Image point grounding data

§

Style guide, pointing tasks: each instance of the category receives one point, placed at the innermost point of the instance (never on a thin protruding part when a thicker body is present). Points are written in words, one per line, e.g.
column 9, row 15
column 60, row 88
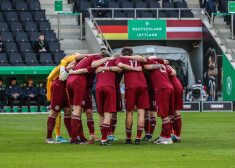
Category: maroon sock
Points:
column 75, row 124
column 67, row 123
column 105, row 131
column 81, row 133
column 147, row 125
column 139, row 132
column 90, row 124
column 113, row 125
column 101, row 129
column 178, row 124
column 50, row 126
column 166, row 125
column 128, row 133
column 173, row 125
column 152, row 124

§

Since the pictures are not wanted, copy only the text of the records above, exactly.

Style guide, pointing tasks: each instance of the category receives one point, placed at the innermost point of the instance (never on a thin protruding part when a thicker body is present). Points are written in words, one per line, e.g.
column 9, row 15
column 60, row 88
Category: maroon sock
Points:
column 75, row 124
column 67, row 123
column 105, row 131
column 81, row 133
column 147, row 125
column 139, row 132
column 90, row 124
column 113, row 125
column 101, row 129
column 178, row 124
column 50, row 126
column 166, row 125
column 128, row 133
column 173, row 125
column 152, row 124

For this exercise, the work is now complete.